Please rewrite the listing below, swapping "rocky breakwater" for "stone jetty" and keeping everything else unchanged.

---- Working data

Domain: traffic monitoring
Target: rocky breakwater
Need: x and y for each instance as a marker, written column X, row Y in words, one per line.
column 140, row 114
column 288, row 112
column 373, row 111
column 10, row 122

--------

### Reply:
Domain: traffic monitoring
Target: stone jetty
Need: x and y for each instance as a marker, written column X, row Y in words, one per line.
column 140, row 114
column 288, row 112
column 373, row 111
column 10, row 122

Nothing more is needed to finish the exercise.